DATA RECORDS ▸
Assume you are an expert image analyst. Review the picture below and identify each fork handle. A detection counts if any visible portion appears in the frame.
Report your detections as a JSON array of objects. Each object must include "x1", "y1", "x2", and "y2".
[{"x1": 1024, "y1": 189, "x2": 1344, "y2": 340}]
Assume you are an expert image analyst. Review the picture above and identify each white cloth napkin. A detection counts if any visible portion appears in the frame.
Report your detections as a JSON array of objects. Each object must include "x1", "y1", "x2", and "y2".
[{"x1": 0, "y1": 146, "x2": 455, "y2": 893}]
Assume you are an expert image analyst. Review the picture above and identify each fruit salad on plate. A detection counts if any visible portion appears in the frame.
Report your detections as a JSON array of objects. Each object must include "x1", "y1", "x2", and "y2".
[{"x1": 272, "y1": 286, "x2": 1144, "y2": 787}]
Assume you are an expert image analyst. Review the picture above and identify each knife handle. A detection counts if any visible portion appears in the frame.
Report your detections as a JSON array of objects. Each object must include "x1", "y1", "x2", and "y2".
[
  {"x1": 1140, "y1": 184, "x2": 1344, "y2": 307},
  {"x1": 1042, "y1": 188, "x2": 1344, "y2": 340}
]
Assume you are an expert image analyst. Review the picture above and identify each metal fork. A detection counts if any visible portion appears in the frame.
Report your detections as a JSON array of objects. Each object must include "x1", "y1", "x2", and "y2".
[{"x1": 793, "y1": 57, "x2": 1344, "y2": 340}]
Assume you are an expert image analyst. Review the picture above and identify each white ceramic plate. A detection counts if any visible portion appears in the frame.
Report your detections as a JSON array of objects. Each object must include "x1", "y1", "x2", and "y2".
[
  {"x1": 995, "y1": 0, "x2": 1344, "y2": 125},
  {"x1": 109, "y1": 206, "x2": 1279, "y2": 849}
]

TASK DETAILS ▸ Please rewrite the lines from the one containing "identify each metal" through the end of the lines, both ends included, keeping the requests unchanged. Multiply every coordinate in the answers by 1.35, rounding each result to a whole number with halves going up.

REPLY ▸
Assume you are an expert image analyst. Review the picture above and identify each metal fork. A detection counts if any visible portion appears in the frame.
Report your detections as a JSON array of objects. Each object must include "x1", "y1", "x2", and "y2".
[{"x1": 1071, "y1": 77, "x2": 1814, "y2": 459}]
Assume you are an expert image analyst. Review the picture above and identify each white ceramic plate. A detection counts if any visible portion appears in the frame.
Report your detections as a JSON array of objects. Each object must include "x1", "y1", "x2", and "y2".
[
  {"x1": 1343, "y1": 0, "x2": 1814, "y2": 169},
  {"x1": 147, "y1": 278, "x2": 1727, "y2": 1146}
]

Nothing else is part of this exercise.